### Problem requirements
Copy every one of the items below word for word, with no changes.

### Extracted entries
╭──
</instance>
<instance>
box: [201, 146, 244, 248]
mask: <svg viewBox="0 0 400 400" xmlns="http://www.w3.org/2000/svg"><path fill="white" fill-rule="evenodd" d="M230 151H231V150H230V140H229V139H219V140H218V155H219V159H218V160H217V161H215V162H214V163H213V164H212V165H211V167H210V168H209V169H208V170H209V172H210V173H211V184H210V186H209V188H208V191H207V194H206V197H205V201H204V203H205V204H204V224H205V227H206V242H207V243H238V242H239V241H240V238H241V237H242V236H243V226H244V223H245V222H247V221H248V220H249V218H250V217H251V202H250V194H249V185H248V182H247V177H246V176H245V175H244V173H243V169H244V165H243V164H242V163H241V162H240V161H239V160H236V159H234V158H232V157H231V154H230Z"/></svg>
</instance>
╰──
### Response to this exercise
</instance>
<instance>
box: [201, 146, 244, 248]
mask: <svg viewBox="0 0 400 400" xmlns="http://www.w3.org/2000/svg"><path fill="white" fill-rule="evenodd" d="M230 151H231V150H230V140H229V139H219V140H218V155H219V159H218V160H217V161H215V162H214V163H213V164H212V165H211V167H210V168H209V169H208V170H209V172H210V173H211V184H210V186H209V188H208V191H207V194H206V197H205V201H204V203H205V204H204V224H205V227H206V242H207V243H238V242H239V241H240V238H241V237H242V236H243V226H244V223H245V222H247V221H248V220H249V218H250V217H251V202H250V194H249V185H248V182H247V177H246V176H245V175H244V173H243V169H244V165H243V164H242V163H241V162H240V161H239V160H236V159H234V158H232V157H231V154H230Z"/></svg>
</instance>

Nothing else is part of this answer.